As with monoclonal antibody drugs, the generation of polyclonal antibody drugs begins by inoculating an animal with a specific antigen to elicit an immune response (Figure 1 – bottom panel). Depending on the polyclonal antibody drug that is being produced, the antigen needs to be carefully selected.
Antigens can include a wide variety of substances such as peptides, viruses and cells. In accordance with a natural immune response, a heterogeneous mixture of antibodies is produced, which is then extracted from the animal’s serum. These polyclonal antibodies are capable of binding multiple epitopes on a single antigen and, for this reason, they have an increased overall affinity against the antigen of interest compared to monoclonal antibody drugs.
As a result of the inherent variation within polyclonal antibody drugs, they display greater tolerance to minor changes in the target antigen, which might occur through polymorphisms and glycosylation. Moreover, polyclonal antibody drugs are favored for their shorter production times and lower production costs compared to their monoclonal counterparts, although they possess greater batch-to-batch variability.
Polyclonal antibody drugs were once administered to treat pneumonia, scarlet fever, and meningococcal meningitis3, however, the introduction and rapid development of vaccines, antibiotics, and use of monoclonal antibody therapies — in conjunction with the inherent limitations of polyclonal antibodies — have led to decreased usage of polyclonal antibody drugs.
Nonetheless, a number of animal-derived polyclonal antibody drugs are still marketed, including immunosuppressive therapies and antivenoms3. The latter is particularly relevant as passive immunization or polyclonal antibody therapy remains the main and sometimes only treatment. Moreover, human-derived polyclonal antibody drugs are available as prophylactics against tetanus and cytomegalovirus disease, as well as for passive protection to hepatitis B, to name a few applications3.
Figure 1. Illustration of the stages in the production of monoclonal antibodies through hybridomas (top panel) and polyclonal antibodies (bottom panel).

__Assignment A__.
According to the passage on polyclonal antibody drugs, what substances can antigens include?
__Assignment B__.
Please return the part of the passage on polyclonal antibody drugs between "Nonetheless, a number" and "antibodies (bottom panel).", inclusive.

__Data section__.
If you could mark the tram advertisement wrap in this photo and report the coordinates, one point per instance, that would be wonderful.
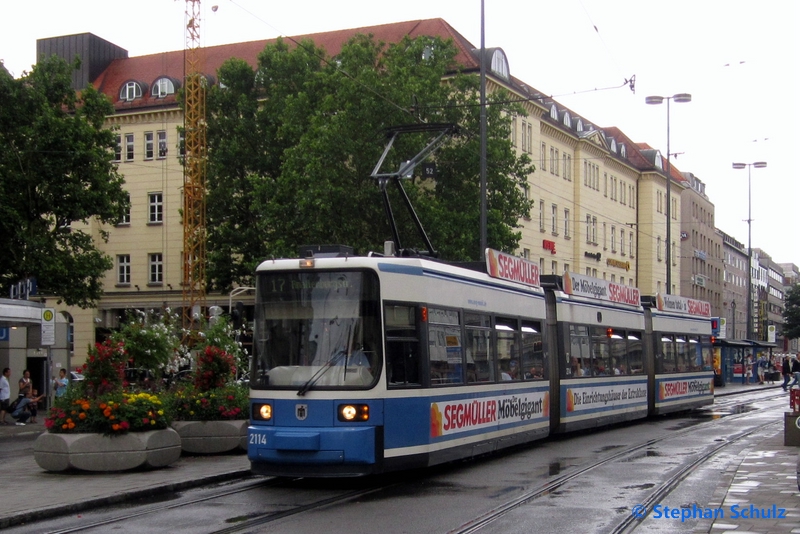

__Your solution A__.
Peptides, viruses and cells.

__Your solution B__.
Nonetheless, a number of animal-derived polyclonal antibody drugs are still marketed, including immunosuppressive therapies and antivenoms3. The latter is particularly relevant as passive immunization or polyclonal antibody therapy remains the main and sometimes only treatment. Moreover, human-derived polyclonal antibody drugs are available as prophylactics against tetanus and cytomegalovirus disease, as well as for passive protection to hepatitis B, to name a few applications3.
Figure 1. Illustration of the stages in the production of monoclonal antibodies through hybridomas (top panel) and polyclonal antibodies (bottom panel).